*** Opening Document section ***

The materials used in this phantom have been formulated for optimum response in the film-screen mammographic range of x-ray exposure (24 to 34 kVp), but will generally provide similar results at higher (xeromammographic) exposure ranges.

The resin materials mimic the photon attenuation coefficients of a range of breast tissues. The average elemental composition of the human breast being mimicked is based on the individual elemental compositions of adipose and glandular tissues as reported by Hammerstein (11). See Tables 2-1 and 2-2 for comparative data.

The attenuation coefficients are calculated using the "mixture rule" and the photon mass attenuation and energy absorption coefficients table of J.H. Hubbell (16).

Optional Size Phantoms

The Model 18-222 Phantom is 4.5 cm in compressed thickness. Other sizes available are 4 cm, 5 cm, and 6 cm thickness.

Optional Tissue Densities

Densities ranging from 20% glandular/80% adipose to 70% glandular/30% adipose are available on request.

Details

The Standard Phantom (Model 18-222) has embedded details (Figure 2-2) consisting of:

• Seven masses that are 75% glandular and hemispherical in shape.

• A wax insert with embedded nylon fibers.

• The Model 18-222 has an optical density reference zone. This allows OD measurements, which are position

dependent, to be taken from the same area each time. This helps factor out OD variances.

*** Closing Document section ***

• **Tasks to complete**:
- A) In one to three sentences, explain why the phantom description says the Model 18-222 includes an optical density reference zone.
- B) Print the part of the phantom description starting with "The Model 18-222 Phantom" and going on through "available on request.".

*** Opening Given information ***

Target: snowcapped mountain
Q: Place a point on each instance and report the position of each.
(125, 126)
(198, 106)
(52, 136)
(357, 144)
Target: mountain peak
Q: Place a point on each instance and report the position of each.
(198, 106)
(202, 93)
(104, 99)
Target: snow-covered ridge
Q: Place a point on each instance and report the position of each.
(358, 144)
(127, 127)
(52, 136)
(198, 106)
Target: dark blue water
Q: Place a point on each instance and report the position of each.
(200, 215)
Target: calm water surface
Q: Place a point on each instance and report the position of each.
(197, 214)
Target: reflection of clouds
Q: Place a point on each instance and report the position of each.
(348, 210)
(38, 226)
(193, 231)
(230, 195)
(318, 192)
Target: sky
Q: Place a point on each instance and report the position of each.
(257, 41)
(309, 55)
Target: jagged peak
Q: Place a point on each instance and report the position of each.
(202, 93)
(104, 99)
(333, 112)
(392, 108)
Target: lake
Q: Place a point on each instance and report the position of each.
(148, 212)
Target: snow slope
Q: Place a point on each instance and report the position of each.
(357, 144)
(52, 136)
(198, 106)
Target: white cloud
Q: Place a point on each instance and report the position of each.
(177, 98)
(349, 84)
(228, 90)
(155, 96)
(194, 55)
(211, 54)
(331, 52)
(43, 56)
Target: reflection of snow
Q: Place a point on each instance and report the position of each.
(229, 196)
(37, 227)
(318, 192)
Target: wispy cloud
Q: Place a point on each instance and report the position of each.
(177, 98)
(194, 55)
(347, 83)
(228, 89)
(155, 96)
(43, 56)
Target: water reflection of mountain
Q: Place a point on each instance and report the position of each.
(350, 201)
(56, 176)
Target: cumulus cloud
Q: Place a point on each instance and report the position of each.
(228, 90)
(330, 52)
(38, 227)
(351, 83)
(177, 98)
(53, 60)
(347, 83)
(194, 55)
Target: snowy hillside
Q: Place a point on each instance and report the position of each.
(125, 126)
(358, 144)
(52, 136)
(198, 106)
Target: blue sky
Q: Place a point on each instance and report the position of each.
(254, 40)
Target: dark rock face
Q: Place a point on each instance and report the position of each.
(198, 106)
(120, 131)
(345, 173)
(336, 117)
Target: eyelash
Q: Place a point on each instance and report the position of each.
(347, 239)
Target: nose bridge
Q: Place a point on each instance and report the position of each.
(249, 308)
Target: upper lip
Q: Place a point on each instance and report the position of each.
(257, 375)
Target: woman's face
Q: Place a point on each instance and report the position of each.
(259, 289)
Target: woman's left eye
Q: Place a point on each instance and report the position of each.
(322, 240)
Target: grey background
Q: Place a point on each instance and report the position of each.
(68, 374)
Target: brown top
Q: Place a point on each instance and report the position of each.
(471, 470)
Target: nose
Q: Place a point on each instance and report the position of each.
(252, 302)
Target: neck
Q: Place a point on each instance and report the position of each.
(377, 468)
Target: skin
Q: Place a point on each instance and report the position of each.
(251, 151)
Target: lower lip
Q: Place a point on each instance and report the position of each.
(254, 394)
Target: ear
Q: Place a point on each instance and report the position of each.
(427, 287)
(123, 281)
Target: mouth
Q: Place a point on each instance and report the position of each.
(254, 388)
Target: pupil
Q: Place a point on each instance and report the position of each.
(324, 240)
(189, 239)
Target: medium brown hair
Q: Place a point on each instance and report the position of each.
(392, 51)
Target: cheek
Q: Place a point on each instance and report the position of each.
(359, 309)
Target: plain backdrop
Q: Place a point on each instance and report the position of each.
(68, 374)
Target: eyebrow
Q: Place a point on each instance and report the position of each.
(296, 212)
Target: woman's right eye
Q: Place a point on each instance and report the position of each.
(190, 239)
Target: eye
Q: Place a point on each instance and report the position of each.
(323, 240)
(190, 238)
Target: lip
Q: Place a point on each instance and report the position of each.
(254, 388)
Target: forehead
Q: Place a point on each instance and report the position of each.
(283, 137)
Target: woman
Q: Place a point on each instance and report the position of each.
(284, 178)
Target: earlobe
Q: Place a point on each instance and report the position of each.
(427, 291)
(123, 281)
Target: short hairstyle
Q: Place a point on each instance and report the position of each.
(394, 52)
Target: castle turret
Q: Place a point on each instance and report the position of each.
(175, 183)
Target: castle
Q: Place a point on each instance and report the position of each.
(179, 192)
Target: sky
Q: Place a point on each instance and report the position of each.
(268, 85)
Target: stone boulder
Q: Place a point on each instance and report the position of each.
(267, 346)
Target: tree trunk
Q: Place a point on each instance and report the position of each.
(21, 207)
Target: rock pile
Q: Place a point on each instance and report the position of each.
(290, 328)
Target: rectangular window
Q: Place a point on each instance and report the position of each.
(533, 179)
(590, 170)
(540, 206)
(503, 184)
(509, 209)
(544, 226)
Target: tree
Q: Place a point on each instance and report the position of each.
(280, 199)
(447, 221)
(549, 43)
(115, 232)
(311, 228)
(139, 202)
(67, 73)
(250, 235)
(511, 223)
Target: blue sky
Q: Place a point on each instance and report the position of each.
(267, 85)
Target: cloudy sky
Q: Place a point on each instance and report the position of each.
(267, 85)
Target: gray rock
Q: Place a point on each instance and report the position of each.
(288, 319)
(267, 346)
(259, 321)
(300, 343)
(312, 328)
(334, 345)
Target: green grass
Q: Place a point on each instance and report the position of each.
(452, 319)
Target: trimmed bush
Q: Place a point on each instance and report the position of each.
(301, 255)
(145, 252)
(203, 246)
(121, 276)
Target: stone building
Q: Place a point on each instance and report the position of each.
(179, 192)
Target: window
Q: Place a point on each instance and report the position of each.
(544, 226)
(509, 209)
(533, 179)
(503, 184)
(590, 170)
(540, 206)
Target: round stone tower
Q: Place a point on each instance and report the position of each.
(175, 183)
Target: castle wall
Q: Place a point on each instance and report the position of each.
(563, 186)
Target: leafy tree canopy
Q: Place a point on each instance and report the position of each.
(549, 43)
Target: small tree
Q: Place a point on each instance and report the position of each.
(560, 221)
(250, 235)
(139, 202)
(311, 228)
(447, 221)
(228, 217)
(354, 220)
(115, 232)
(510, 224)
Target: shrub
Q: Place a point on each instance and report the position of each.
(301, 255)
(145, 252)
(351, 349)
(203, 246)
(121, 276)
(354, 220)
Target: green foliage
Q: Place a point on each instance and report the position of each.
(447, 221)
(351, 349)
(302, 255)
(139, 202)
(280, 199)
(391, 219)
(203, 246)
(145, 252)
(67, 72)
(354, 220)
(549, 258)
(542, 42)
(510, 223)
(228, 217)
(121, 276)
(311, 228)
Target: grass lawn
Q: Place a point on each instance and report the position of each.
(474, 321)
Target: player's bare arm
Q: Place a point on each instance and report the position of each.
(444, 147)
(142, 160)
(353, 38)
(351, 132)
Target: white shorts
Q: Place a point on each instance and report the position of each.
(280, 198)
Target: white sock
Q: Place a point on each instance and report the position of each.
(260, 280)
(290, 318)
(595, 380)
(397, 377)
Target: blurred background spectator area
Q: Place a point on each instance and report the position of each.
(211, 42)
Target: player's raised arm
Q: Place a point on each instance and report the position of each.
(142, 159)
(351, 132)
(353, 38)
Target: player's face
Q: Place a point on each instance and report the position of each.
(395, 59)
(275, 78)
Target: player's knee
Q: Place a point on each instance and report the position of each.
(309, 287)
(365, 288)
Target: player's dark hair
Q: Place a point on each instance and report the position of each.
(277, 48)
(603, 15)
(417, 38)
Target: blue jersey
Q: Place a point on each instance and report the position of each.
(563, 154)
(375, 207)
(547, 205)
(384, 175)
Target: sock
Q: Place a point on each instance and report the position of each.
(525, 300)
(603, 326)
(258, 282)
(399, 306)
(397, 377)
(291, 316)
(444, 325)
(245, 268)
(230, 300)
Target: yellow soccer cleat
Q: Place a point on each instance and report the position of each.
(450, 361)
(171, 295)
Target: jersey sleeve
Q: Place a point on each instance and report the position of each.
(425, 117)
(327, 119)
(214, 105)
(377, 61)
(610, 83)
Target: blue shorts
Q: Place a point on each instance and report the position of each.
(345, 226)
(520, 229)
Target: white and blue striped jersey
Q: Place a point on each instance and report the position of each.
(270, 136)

*** Closing Given information ***

• **Results of the exercise**:
- A) Optical density measurements depend on position, so the reference zone allows them to be taken from the same area each time. This helps factor out OD variances.

- B)
The Model 18-222 Phantom is 4.5 cm in compressed thickness. Other sizes available are 4 cm, 5 cm, and 6 cm thickness.

Optional Tissue Densities

Densities ranging from 20% glandular/80% adipose to 70% glandular/30% adipose are available on request.